## EXTRACTED DATA
-------------------------

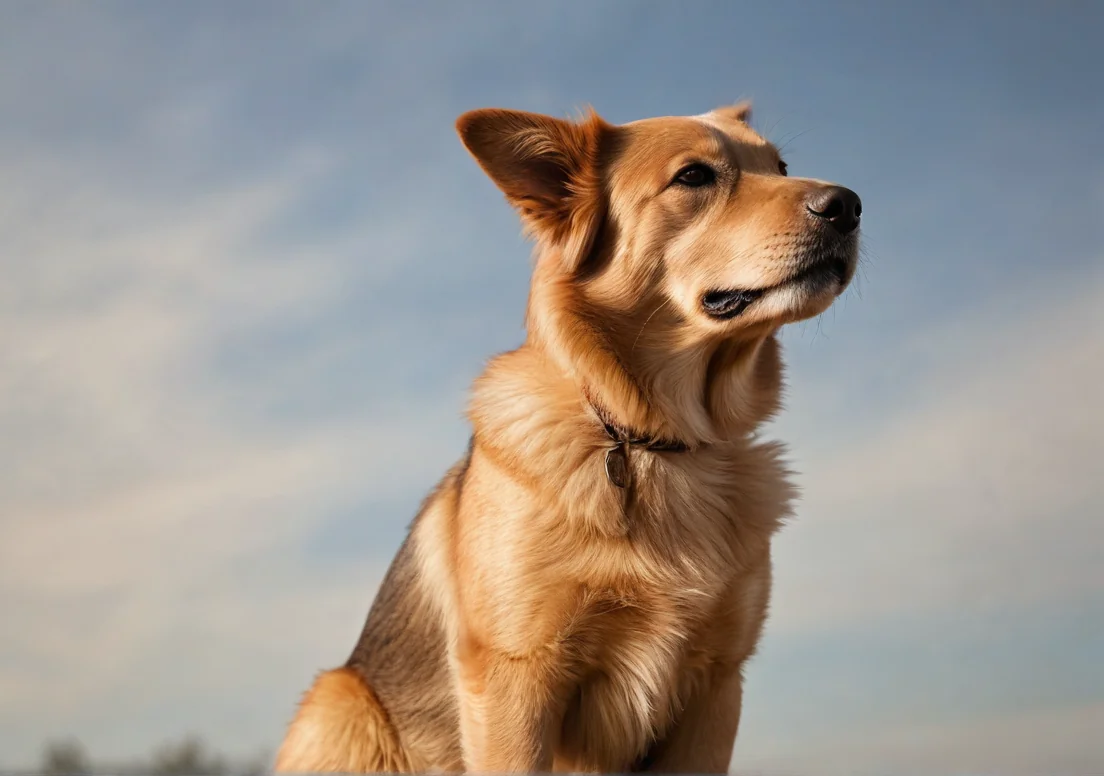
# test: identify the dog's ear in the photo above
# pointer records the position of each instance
(740, 112)
(549, 169)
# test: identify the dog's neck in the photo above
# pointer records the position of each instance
(699, 394)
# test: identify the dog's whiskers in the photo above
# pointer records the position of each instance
(648, 320)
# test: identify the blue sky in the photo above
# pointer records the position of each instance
(250, 272)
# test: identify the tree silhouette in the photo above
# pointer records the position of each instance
(187, 757)
(65, 757)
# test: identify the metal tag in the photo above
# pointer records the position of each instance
(617, 467)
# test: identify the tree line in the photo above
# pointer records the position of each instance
(189, 756)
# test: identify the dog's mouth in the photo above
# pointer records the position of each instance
(728, 304)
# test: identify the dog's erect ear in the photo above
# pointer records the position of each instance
(549, 169)
(740, 112)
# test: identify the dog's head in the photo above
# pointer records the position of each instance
(676, 237)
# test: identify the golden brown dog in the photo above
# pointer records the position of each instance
(583, 588)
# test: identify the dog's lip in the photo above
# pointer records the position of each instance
(729, 303)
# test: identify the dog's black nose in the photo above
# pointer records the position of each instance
(839, 206)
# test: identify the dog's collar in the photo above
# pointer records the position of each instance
(622, 437)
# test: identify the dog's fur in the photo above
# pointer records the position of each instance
(538, 617)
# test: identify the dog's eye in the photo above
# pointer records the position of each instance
(694, 176)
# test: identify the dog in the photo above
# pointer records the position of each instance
(583, 590)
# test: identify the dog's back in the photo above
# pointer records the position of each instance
(392, 707)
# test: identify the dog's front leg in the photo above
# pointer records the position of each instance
(702, 740)
(508, 712)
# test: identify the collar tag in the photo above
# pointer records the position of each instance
(617, 470)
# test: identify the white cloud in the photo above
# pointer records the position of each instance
(150, 541)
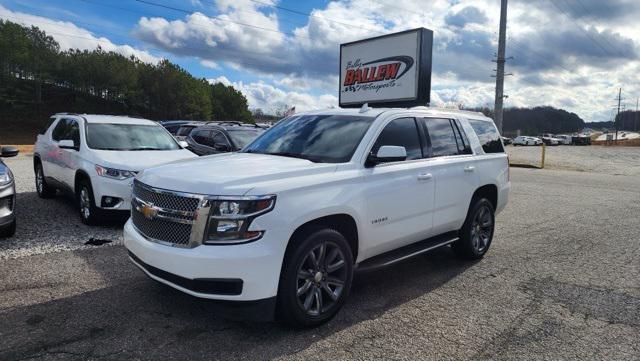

-------------------------

## THE REQUEST
Print every line above verbatim, from first to last, but omit the pictures.

## ANSWER TO THIS EXERCISE
# test: identify the dog's ear in the photo above
# pointer records the position of each instance
(740, 112)
(549, 169)
# test: identify the dog's neck in the photo above
# pointer records the position of each instance
(699, 394)
# test: identify the dog's whiskers in the photo above
# pointer records the position of each instance
(648, 320)
# test: identify the blue sky in the photo above
# pointer records the position of each instance
(250, 272)
# test: identify the tree silhouette in the photo above
# pointer records the position of each instance
(187, 757)
(65, 757)
# test: identify the metal tag in the photo above
# pointer records the position of each instance
(617, 467)
# test: identify the tree line in the photo above
# pointer records the position of each instance
(189, 756)
# test: identify the dog's mouth in the photo above
# pointer records the position of each instance
(728, 304)
# test: identify the dog's erect ear in the photo above
# pointer records the position of each instance
(549, 169)
(740, 112)
# test: identify the dog's head in the photo above
# pointer records the position of each instance
(676, 237)
# test: identify the golden brown dog in the photo above
# pointer records the position of each instance
(583, 588)
# test: identify the dog's lip in the photo above
# pointer records the position of each instance
(729, 303)
# test: identify the dog's black nose in the photo above
# pointer records the position of each instance
(839, 206)
# test: identify the dog's collar in the photo above
# pointer records the position of each instance
(622, 437)
# test: identify the dog's fur in the photo above
# pointer records the position of each instance
(538, 617)
# test: identify the dog's eye in the photo above
# pointer records the position of each instance
(694, 176)
# test: identify the dog in the photo above
# pointer records the position of each instance
(583, 590)
# test: identify the dog's back in the photo above
# pointer records the position of each instance
(392, 707)
# test: identify the dog's front leg in the photo above
# pointer records the position of each instance
(702, 740)
(508, 712)
# test: identify the collar tag in the photo above
# pointer records the position of each instance
(617, 470)
# test: identify the white cloud in the photo above
# pointer records the position of each instance
(150, 541)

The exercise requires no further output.